§ Obiettivi:
• 1. Elenca tutte le osservazioni racchiuse tra parentesi tonde nel commento sulla riforma costituzionale.
• 2. Continua il commento sulla riforma costituzionale dopo la sua ultima frase.

§ Testo citato:
/---

Ormai tutto è chiaro e il gioco è scoperto. Presentando una proposta di revisione costituzionale che rasenta il ridicolo (come già ho sottolineato in un precedente commento), il Governo non ha l’obiettivo di modificare davvero la Costituzione, ma semplicemente di mostrare la propria efficienza e di mantenere gli impegni assunti con il programma elettorale. In vista del referendum.

A dir il vero agli elettori si era prospettata una riforma costituzionale di segno presidenziale, che è cosa ben diversa dal “premierato” elettivo che la riforma vorrebbe introdurre (come rileva Antonio Cantaro). Ma queste sono finezze rispetto allo slogan che ha preso forma esplicita nei discorsi della premier: l’obiettivo è comunque di dare agli italiani il potere di scegliersi (finalmente!) chi li governerà! Uno slogan che sentiremo ripetere all’infinito se mai la riforma passerà in Parlamento e sarà sottoposta al referendum confermativo. Ecco, appunto, quel che si dirà agli elettori: chi si oppone alla riforma vuole togliere agli elettori stessi la scelta del capo del governo per consentire i soliti “inciucci” dei partiti e le scelte antidemocratiche del Presidente della Repubblica, tutti felici di gabbare la volontà degli elettori imponendo loro l’ennesimo Governo tecnico!

\---

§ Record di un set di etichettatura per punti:
/---

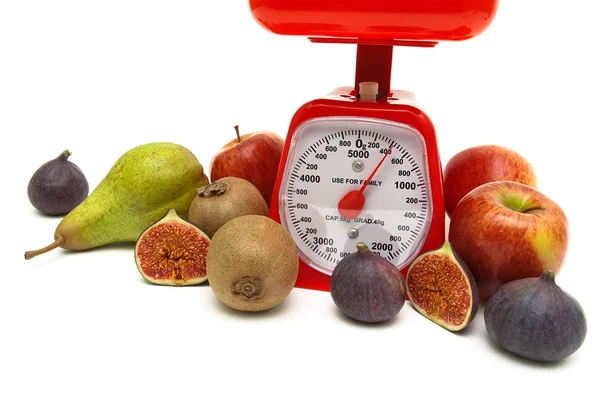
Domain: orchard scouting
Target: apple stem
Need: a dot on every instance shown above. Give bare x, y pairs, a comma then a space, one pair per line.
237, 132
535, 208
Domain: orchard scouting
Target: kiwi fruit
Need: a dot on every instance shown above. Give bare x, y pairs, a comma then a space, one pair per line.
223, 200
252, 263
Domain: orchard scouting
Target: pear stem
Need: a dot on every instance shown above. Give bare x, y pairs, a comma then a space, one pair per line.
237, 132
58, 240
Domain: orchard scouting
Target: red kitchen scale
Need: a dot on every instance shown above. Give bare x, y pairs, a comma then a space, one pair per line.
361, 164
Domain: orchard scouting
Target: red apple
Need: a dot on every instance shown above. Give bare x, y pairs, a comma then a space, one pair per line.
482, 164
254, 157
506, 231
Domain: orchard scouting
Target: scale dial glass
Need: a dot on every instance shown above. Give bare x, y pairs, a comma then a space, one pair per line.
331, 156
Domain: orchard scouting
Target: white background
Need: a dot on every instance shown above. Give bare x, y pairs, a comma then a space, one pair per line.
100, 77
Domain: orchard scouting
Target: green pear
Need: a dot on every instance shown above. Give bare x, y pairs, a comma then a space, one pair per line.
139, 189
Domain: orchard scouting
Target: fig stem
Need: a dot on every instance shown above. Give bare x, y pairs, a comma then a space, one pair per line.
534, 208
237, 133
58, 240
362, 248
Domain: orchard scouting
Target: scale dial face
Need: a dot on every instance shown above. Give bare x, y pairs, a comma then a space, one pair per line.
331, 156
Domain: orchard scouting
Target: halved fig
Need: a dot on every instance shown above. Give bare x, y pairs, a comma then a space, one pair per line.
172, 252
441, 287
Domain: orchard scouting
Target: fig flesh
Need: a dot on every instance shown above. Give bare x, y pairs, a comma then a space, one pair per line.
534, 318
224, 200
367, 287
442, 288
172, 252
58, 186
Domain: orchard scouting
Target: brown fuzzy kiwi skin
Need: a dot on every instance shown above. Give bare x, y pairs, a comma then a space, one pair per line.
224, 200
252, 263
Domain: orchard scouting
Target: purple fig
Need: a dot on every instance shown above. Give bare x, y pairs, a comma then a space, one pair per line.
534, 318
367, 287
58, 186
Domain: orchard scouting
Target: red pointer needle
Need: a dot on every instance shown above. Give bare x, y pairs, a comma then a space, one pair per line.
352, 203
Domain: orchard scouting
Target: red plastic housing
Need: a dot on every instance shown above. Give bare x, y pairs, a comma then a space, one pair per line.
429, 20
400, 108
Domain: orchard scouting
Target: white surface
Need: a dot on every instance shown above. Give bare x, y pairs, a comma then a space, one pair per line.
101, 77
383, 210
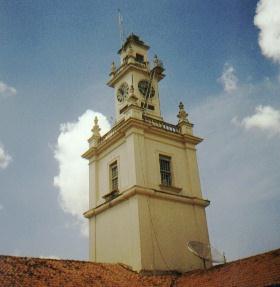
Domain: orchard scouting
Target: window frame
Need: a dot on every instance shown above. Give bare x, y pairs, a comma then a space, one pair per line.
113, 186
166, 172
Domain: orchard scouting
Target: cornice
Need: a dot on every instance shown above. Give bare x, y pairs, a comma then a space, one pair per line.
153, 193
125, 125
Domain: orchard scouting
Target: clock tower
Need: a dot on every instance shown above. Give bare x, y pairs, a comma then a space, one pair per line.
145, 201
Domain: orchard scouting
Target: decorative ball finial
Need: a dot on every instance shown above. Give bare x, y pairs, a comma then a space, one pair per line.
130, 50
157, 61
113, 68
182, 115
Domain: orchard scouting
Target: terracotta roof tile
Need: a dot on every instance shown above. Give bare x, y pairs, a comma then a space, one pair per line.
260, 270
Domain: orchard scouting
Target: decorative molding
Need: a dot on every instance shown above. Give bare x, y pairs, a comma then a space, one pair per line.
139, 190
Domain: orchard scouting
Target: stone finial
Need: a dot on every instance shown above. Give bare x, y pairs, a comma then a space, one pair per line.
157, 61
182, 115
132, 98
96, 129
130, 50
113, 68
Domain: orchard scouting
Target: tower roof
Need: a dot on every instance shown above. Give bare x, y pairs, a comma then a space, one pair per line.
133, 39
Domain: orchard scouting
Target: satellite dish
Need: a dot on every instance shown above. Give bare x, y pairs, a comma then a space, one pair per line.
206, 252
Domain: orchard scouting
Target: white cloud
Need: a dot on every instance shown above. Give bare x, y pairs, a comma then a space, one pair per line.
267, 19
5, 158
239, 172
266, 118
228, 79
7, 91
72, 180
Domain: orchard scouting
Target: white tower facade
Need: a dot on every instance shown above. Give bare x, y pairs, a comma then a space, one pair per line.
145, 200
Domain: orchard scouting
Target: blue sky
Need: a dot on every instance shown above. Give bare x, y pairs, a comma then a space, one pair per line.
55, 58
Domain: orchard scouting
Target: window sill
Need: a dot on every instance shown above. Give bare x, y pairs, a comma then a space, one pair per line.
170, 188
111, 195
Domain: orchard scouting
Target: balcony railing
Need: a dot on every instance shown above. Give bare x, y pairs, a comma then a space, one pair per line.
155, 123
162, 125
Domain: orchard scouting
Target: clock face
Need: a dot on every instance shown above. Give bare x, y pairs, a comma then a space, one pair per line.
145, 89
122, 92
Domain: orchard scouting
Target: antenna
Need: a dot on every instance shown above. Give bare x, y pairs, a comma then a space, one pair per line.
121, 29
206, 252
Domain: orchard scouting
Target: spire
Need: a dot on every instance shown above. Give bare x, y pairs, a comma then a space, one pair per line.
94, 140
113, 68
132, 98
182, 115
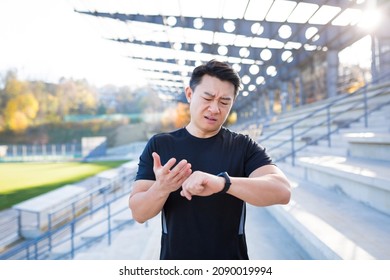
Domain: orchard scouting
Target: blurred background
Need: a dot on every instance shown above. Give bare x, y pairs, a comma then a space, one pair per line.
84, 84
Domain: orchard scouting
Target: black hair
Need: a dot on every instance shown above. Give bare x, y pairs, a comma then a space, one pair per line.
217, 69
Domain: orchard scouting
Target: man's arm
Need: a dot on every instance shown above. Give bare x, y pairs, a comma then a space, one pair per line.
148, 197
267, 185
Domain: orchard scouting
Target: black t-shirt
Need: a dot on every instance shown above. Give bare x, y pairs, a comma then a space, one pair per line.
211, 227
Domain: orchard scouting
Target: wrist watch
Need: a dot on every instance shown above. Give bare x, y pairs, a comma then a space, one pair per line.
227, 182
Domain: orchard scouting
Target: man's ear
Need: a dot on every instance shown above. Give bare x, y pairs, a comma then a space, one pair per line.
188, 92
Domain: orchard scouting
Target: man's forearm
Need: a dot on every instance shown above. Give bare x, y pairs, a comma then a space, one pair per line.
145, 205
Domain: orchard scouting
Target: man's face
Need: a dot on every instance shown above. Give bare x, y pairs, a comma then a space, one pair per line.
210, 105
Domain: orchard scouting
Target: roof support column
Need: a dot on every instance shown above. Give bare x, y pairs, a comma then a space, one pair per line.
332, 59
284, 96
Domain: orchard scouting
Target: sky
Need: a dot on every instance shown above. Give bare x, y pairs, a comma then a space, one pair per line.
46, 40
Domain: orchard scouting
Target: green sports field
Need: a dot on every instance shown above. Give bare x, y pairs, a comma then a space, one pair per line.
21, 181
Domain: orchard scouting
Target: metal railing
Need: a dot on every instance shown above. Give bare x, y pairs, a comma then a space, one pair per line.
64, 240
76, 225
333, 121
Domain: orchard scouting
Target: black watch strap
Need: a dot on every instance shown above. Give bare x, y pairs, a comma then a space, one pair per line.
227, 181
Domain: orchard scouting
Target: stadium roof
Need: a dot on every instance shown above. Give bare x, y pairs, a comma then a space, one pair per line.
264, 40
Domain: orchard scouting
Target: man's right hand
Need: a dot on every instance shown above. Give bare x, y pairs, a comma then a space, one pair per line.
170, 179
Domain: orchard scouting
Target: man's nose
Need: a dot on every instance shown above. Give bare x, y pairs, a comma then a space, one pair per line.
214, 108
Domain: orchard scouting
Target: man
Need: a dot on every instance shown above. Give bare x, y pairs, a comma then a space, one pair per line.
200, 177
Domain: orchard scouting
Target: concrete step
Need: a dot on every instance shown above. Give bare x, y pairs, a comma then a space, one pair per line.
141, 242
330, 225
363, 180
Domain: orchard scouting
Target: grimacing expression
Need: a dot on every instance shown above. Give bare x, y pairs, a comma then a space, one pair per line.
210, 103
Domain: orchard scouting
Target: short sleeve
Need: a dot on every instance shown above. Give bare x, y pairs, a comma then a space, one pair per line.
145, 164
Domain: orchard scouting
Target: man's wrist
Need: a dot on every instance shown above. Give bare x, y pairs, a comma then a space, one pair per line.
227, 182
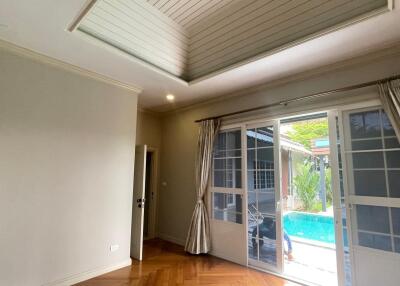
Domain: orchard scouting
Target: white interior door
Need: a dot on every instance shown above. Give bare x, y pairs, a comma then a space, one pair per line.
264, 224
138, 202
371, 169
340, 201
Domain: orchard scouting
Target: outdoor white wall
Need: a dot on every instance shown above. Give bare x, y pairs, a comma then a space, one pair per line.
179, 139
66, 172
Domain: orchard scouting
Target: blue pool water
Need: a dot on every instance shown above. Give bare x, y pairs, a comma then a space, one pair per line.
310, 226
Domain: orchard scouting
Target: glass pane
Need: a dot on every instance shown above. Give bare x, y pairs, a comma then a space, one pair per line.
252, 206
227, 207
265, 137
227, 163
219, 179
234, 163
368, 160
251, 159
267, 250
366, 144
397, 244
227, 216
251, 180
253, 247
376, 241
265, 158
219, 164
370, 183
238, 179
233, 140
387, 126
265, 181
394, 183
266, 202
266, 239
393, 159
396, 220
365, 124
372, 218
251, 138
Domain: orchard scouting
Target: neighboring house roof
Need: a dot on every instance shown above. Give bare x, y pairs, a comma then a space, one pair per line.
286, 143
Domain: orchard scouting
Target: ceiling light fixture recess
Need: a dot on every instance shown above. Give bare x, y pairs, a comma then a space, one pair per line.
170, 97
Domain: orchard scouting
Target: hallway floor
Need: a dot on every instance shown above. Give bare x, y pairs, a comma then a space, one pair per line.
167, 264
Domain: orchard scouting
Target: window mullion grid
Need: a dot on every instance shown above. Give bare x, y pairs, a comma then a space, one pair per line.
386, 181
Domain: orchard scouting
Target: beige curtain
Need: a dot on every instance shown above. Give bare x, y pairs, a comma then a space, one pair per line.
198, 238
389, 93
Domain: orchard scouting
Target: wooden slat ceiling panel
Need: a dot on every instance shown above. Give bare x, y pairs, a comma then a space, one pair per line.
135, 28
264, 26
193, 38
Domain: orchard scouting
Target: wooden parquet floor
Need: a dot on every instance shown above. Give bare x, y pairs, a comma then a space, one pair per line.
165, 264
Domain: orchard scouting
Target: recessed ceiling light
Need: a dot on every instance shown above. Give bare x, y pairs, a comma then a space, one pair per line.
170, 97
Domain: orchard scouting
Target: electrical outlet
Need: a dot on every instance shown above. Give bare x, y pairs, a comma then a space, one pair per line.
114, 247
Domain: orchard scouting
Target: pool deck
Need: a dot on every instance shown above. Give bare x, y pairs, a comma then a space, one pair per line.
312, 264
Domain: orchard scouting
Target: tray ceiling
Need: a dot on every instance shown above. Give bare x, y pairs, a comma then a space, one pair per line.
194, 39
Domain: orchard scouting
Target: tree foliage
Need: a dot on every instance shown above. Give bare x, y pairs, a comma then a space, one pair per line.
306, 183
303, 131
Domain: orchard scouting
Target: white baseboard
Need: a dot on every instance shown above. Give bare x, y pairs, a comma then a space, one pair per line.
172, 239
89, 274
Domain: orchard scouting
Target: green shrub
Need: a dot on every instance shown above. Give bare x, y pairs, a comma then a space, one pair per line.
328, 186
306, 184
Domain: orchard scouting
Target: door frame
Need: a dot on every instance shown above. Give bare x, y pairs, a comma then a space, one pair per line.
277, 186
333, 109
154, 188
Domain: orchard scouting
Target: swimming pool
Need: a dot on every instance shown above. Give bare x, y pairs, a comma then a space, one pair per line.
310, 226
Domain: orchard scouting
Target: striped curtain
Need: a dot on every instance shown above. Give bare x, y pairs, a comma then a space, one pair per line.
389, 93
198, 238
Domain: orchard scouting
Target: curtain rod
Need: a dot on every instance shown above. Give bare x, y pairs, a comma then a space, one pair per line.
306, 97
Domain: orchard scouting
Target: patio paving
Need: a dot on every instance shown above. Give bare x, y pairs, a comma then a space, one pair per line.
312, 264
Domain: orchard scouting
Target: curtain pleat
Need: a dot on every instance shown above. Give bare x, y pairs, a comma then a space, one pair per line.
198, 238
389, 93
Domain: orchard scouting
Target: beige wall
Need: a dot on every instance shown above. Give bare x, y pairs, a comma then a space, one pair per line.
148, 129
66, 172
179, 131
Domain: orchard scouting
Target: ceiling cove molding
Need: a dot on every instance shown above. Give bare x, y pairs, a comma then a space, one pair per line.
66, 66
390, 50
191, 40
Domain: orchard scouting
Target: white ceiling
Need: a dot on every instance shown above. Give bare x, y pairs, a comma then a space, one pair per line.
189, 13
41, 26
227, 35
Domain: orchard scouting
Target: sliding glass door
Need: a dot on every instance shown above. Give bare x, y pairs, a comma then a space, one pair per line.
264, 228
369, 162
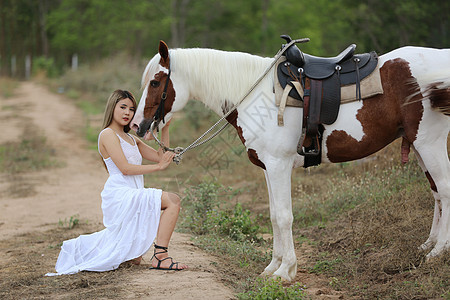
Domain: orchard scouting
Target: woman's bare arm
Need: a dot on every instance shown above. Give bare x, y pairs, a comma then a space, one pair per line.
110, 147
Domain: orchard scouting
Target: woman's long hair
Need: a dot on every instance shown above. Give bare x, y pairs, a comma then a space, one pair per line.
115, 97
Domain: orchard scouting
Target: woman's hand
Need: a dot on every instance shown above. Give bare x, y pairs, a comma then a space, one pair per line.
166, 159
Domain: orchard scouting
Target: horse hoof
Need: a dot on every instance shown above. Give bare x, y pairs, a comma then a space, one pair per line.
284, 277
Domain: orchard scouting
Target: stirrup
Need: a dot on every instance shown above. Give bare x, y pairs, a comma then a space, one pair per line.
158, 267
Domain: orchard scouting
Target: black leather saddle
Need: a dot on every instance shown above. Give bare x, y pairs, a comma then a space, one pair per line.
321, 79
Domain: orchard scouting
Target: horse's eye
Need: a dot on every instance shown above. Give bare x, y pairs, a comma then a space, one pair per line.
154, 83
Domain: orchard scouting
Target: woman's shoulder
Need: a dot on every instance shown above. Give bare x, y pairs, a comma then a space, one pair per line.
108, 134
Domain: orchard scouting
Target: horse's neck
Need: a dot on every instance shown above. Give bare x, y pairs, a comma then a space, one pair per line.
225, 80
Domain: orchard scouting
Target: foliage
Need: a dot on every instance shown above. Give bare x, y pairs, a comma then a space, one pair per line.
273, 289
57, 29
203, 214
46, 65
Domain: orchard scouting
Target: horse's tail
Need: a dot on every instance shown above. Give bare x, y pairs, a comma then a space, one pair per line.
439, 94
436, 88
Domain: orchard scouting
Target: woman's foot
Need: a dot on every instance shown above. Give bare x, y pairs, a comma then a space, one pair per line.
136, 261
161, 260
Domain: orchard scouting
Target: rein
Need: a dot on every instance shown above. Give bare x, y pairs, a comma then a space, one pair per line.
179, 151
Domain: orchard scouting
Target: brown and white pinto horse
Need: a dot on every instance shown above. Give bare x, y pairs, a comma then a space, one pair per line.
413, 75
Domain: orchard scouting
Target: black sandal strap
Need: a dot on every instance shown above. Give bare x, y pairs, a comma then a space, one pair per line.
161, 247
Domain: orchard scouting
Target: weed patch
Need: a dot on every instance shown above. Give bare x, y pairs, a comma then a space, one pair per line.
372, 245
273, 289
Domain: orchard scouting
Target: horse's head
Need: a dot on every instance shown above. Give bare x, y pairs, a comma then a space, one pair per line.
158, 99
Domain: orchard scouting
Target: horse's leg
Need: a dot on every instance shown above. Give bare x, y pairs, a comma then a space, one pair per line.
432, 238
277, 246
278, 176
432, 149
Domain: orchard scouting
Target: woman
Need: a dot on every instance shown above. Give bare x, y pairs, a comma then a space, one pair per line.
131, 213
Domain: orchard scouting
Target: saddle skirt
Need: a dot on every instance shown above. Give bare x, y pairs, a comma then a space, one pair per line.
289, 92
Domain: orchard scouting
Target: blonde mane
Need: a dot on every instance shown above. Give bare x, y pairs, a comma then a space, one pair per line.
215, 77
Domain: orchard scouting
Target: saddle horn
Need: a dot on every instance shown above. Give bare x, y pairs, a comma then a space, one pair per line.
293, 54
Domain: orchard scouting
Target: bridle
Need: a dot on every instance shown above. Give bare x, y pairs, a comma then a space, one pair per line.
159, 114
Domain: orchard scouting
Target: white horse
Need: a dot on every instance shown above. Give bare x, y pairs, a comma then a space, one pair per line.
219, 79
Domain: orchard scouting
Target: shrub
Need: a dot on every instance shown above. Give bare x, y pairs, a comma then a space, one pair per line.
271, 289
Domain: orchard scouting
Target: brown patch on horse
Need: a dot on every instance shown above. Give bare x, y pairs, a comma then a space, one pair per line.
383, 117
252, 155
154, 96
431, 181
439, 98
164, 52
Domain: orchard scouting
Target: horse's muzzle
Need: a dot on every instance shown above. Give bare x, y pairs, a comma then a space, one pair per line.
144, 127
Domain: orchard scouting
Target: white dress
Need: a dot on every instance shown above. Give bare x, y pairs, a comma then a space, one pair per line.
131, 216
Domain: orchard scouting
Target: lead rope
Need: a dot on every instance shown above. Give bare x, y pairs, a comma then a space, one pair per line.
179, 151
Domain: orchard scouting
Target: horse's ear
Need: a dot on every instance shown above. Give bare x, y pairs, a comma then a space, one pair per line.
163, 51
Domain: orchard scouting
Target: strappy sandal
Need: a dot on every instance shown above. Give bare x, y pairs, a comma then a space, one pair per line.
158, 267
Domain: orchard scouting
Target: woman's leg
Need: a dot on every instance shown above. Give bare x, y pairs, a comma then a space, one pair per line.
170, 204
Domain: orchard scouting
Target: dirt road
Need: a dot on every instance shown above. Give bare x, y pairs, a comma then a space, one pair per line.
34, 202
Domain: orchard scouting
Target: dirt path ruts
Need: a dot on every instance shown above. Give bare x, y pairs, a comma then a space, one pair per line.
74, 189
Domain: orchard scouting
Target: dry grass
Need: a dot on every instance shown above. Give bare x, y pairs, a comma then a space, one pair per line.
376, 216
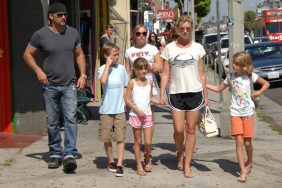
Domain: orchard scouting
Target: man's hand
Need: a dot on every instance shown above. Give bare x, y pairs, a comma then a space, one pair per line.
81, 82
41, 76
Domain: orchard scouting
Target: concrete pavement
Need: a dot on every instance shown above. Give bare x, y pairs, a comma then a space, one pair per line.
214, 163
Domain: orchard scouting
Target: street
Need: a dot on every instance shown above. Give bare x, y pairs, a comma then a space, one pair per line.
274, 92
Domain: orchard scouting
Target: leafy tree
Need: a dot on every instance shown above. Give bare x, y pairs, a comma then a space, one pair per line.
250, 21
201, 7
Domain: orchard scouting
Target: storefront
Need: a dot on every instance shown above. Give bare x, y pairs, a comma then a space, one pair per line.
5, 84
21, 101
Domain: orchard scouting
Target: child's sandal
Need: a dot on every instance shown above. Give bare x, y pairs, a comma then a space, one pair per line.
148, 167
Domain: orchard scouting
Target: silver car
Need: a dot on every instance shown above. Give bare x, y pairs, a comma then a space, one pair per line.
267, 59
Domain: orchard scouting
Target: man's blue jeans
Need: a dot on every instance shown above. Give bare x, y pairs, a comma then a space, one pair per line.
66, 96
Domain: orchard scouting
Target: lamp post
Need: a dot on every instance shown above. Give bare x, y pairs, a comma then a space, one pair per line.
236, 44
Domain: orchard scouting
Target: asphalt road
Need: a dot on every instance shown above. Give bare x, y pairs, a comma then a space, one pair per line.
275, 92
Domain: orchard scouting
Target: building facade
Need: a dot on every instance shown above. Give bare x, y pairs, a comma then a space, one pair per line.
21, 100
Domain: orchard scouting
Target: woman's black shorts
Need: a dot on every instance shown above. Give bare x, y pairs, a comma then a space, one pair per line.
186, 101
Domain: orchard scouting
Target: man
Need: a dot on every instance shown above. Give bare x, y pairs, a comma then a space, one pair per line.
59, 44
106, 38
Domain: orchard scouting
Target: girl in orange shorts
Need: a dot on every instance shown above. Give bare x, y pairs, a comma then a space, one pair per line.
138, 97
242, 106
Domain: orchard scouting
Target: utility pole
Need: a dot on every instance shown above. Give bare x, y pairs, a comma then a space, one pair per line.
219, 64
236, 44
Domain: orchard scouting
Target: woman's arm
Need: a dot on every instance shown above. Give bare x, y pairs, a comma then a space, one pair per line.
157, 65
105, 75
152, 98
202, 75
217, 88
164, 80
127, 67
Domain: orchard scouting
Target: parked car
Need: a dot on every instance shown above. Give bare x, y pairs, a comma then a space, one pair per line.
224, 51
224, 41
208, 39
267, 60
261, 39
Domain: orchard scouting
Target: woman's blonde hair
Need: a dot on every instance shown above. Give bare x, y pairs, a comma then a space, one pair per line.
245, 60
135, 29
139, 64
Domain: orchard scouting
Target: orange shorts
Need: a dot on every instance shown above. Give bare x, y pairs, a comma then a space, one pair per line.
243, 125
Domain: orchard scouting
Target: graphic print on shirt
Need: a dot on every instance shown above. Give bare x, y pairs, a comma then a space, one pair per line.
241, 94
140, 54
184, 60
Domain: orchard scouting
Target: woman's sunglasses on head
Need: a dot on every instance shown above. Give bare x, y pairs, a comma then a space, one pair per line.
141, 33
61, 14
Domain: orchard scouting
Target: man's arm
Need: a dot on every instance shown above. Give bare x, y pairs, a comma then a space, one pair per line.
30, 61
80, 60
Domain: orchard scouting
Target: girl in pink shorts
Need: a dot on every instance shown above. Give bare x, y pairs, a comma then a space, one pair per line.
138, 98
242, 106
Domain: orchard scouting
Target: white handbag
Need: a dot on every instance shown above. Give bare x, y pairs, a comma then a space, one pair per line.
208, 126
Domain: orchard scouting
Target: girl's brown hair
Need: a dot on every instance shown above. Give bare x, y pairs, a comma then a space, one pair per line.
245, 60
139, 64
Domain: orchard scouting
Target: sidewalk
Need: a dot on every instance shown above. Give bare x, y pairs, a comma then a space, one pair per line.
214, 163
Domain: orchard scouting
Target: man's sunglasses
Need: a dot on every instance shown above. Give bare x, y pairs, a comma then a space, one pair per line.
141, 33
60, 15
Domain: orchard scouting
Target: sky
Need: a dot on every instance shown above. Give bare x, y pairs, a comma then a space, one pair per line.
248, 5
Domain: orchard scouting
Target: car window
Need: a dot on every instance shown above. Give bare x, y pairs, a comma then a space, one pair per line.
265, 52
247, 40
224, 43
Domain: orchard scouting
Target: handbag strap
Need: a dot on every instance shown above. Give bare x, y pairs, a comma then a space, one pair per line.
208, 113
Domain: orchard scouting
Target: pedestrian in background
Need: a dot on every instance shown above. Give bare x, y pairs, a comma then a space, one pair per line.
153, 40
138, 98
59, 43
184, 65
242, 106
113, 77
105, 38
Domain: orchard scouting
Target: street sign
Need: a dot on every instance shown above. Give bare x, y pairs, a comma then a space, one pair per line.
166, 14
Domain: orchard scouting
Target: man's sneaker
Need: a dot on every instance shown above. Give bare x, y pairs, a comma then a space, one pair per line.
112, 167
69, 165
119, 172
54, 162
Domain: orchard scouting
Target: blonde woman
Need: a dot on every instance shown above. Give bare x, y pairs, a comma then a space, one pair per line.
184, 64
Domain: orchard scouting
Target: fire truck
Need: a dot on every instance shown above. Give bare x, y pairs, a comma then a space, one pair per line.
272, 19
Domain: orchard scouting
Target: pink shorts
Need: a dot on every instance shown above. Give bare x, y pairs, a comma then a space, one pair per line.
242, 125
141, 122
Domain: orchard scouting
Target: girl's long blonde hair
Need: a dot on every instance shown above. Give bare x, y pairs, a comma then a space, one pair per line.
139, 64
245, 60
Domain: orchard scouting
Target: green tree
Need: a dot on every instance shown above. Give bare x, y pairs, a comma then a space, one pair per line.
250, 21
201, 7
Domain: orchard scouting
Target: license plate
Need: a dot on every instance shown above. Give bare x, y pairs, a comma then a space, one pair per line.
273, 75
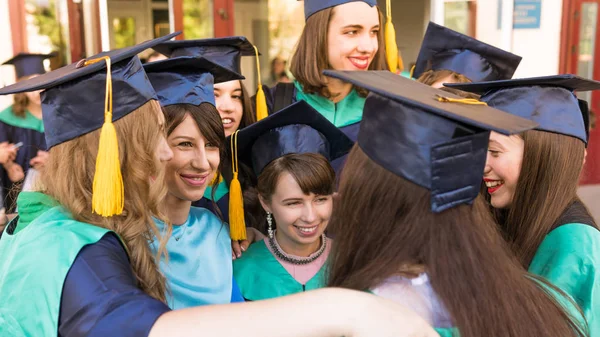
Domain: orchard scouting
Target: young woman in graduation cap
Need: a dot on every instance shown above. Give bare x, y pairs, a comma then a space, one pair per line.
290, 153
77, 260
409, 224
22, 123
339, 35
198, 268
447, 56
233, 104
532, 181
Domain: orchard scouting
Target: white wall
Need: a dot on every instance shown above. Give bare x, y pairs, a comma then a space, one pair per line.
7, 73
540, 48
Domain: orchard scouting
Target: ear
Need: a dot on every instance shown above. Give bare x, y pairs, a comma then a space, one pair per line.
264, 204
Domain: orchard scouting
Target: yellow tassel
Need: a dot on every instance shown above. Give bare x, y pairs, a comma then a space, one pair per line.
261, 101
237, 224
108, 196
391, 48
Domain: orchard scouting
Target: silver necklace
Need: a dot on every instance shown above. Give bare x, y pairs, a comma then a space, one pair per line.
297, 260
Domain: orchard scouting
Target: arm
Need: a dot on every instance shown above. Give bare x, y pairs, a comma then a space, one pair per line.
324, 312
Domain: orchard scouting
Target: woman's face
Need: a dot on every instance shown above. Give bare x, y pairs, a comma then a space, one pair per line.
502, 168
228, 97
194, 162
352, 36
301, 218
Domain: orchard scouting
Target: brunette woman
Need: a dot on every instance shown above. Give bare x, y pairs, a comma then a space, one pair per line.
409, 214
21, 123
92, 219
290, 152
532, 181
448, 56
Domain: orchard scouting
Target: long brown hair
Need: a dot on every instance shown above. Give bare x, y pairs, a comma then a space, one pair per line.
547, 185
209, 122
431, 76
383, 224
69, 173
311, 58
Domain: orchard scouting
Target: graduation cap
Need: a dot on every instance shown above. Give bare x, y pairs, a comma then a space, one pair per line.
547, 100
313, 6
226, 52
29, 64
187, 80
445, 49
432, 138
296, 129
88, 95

\---

§ Risposte agli esercizi:
• 1.
- come già ho sottolineato in un precedente commento
- come rileva Antonio Cantaro
- finalmente!

• 2.
Ma questo slogan è una bufala e, come tutte le bufale che si rispettino, a due corni. 

Il primo corno appare evidente se solo si ragiona su cosa significherebbe “dare agli italiani il potere di scegliere chi li governerà”. Non è immaginabile che gli italiani vadano al voto senza un’indicazione elettorale dei candidati alla presidenza del consiglio: quanti saranno non lo si può prevedere, ma siccome verrebbe eletto chi prende un voto di più dei concorrenti, la partita si risolverà nella scelta tra due o tre candidati. Un’elezione a turno unico finirebbe in uno scontro all’ultimo voto tra concorrenti scelti dai partiti: gli italiani non avrebbero alcun potere in più di quanto possono già ora esercitare se si fronteggiano due coalizioni sufficientemente organizzate. Insomma, per il potere di scelta degli elettori non cambierebbe praticamente nulla. Il premierato elettivo (a turno unico) da questo punto di vista è sicuramente una bufala.

Ma la stessa conclusione si può raggiungere se solo si ragiona sulla situazione attuale (ecco il secondo corno). Giorgia Meloni mena vanto (e a ragione) di essere stata scelta dagli italiani: è stato un accordo tra partiti stretti in una coalizione di proporre alla guida del Governo il leader del partito che avesse preso più voti. E così è andata. Ma allora che cosa cambierebbe con la riforma? Proprio nulla quanto al potere di scelta degli elettori – scelta che è stata già pienamente esercitata nell’ambito dell’attuale costituzione e dell’attuale (pur orribile) sistema elettorale. Forse cambierebbe invece quanto a garanzia di stabilità del Governo “eletto”?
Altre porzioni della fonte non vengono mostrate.